- ASSIGNED TASK: Could you output every record below exactly, leaving out the pictures?
##### MATERIAL PROVIDED #####
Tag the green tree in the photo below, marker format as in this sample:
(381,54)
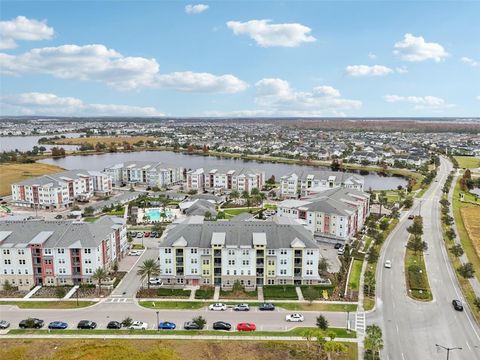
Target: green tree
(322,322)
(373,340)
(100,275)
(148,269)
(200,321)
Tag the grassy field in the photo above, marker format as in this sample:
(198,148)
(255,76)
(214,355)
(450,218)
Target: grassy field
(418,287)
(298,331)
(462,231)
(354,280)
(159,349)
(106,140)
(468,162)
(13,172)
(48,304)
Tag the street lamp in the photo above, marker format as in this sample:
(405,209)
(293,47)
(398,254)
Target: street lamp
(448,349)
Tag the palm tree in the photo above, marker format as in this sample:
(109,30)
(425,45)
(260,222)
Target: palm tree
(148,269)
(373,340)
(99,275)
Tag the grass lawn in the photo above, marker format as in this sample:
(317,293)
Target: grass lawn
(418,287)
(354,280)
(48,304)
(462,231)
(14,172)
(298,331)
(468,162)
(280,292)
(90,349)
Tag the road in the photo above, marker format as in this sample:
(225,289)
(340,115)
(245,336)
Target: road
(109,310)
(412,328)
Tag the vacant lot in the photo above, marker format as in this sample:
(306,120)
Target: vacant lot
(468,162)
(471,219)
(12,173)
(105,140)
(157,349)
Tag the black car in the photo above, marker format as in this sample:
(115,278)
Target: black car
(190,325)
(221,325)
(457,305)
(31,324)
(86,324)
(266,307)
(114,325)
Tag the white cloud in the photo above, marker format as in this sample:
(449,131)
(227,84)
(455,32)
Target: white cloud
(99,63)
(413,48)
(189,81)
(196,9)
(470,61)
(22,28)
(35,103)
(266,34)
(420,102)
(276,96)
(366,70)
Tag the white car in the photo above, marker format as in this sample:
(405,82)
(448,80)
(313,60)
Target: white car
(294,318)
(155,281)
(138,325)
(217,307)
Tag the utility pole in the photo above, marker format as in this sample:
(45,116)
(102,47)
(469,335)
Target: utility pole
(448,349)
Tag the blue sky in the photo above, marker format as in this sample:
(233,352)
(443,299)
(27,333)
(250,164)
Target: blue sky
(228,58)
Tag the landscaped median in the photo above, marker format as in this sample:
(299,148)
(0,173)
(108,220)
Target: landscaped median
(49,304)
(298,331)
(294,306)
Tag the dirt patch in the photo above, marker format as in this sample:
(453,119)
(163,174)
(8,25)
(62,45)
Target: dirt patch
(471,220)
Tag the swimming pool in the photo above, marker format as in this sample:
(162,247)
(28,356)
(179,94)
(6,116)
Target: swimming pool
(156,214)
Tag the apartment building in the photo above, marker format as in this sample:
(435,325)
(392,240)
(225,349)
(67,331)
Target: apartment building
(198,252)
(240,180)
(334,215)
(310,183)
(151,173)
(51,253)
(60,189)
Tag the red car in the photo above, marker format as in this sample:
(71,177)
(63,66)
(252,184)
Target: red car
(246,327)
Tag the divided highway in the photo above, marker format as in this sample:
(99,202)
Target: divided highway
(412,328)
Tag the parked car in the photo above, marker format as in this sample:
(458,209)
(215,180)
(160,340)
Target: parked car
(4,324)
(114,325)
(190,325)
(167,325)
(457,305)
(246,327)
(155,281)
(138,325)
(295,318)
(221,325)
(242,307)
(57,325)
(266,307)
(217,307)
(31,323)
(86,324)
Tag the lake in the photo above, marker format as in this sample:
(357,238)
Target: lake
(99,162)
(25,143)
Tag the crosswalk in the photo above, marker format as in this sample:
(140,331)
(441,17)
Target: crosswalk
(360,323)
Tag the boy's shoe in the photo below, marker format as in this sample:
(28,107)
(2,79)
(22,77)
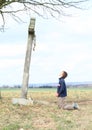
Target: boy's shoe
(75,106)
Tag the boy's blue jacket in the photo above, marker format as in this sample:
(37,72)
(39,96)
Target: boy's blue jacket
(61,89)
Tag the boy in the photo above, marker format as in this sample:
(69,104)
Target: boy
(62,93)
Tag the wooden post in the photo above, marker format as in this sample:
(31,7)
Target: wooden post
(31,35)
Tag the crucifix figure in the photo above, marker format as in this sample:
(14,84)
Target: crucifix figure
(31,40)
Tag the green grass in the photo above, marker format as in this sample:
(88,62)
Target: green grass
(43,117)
#####
- RESULT BELOW:
Tag the green tree in the photo below, marker format as in this sample:
(381,54)
Target: green tree
(322,322)
(373,340)
(100,275)
(148,269)
(200,321)
Tag the grassy field in the photo above, marker format as in this sample:
(198,148)
(255,76)
(214,355)
(450,218)
Target: grassy field
(418,287)
(298,331)
(462,231)
(354,280)
(159,349)
(106,140)
(468,162)
(13,172)
(48,304)
Tag the street lamp in the photo above, marker format as in this sample:
(405,209)
(293,47)
(398,254)
Target: street lamp
(448,349)
Tag the palm tree in the photo above, marker format as in this sample:
(109,30)
(425,45)
(260,222)
Target: palm tree
(148,269)
(373,340)
(99,275)
Tag the grass lawn in the photo above, marker format as in this sample:
(317,293)
Target: grass lawn
(418,287)
(354,280)
(48,304)
(462,231)
(14,172)
(298,331)
(468,162)
(280,292)
(90,349)
Tag the road in the photo above, marker format as in this sample:
(225,289)
(340,115)
(245,336)
Target: road
(109,310)
(412,328)
Tag the vacant lot in the photo above, marker format as in this sample:
(306,120)
Target: vacant lot
(468,162)
(471,219)
(12,173)
(105,140)
(157,349)
Tag the black car in the photo above, marker format as in this sample:
(115,278)
Target: black car
(190,325)
(221,325)
(457,305)
(31,324)
(86,324)
(266,307)
(114,325)
Tag the white cloud in the photo above, marker format as in this sample:
(449,131)
(227,84)
(455,32)
Target: white cloud
(99,63)
(413,48)
(189,81)
(196,9)
(470,61)
(22,28)
(35,103)
(266,34)
(420,102)
(276,96)
(366,70)
Tag the white car in the photo above, marker format as in this sample:
(405,82)
(448,80)
(313,60)
Target: white car
(294,318)
(155,281)
(138,325)
(217,307)
Tag the utility pole in the photo above, marker format as in this sample:
(45,116)
(102,47)
(469,335)
Target: utility pole
(448,349)
Tag the blue sky in the photo above, marker format as in this sample:
(233,352)
(443,299)
(27,333)
(250,164)
Target: blue sky
(228,58)
Tag the landscaped median in the photo above, marker format as in this sample:
(299,148)
(0,173)
(108,220)
Target: landscaped median
(49,304)
(298,331)
(294,306)
Tag the dirt patch in the photo above, marker format as in this sample:
(453,119)
(163,174)
(8,25)
(62,45)
Target: dirt patch
(471,220)
Tag the swimming pool in the photo above, marker format as in this sample:
(162,247)
(28,356)
(179,94)
(6,116)
Target: swimming pool
(156,214)
Tag the apartment building in the photo above, marker format as in this sample:
(435,325)
(392,240)
(225,349)
(67,331)
Target: apartment building
(198,252)
(240,180)
(334,215)
(310,183)
(151,173)
(51,253)
(60,189)
Tag the red car in the photo above, marker format as in this sample:
(71,177)
(63,66)
(252,184)
Target: red car
(246,327)
Tag the divided highway in the photo above, marker format as in this sample:
(99,202)
Target: divided highway
(412,328)
Tag the parked car in the photo above, marker format as in this sample:
(458,209)
(215,180)
(160,340)
Target: parked car
(4,324)
(114,325)
(190,325)
(167,325)
(457,305)
(246,327)
(155,281)
(138,325)
(295,318)
(221,325)
(242,307)
(57,325)
(266,307)
(217,307)
(31,323)
(86,324)
Tag the lake in the photo above, marker format as in this sample:
(357,238)
Target: lake
(99,162)
(25,143)
Tag the crosswalk in the photo above, marker format as in this sample:
(140,331)
(441,17)
Target: crosswalk
(360,323)
Tag the boy's shoe in the photo below, marker format as in this sample:
(28,107)
(2,79)
(22,77)
Target: boy's shoe
(75,106)
Tag the boy's blue jacket in the photo above, marker format as in this sample:
(37,72)
(39,96)
Target: boy's blue jacket
(61,89)
Tag the boy in the photo above, marker format as in this sample:
(69,104)
Target: boy
(62,93)
Tag the wooden post in the photo above, marker format as in this sample:
(31,7)
Target: wooden post
(31,35)
Tag the crucifix figure in the photo above, marker format as in this sample:
(14,84)
Target: crucifix figure
(31,40)
Tag the green grass in the photo above, marker format as in this sample:
(88,62)
Target: green grass
(43,117)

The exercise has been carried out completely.